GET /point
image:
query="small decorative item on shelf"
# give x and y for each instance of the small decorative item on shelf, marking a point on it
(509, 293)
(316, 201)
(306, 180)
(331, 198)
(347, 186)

================================

• [TASK DIRECTIONS] Copy the entire listing exactly. Do not skip a line.

• [EXERCISE RESULT]
GET /point
image:
query="small decorative item on shelf"
# give x and y for each instance of the small decorative item on shelf, marking a point on it
(509, 293)
(316, 201)
(306, 180)
(331, 198)
(347, 186)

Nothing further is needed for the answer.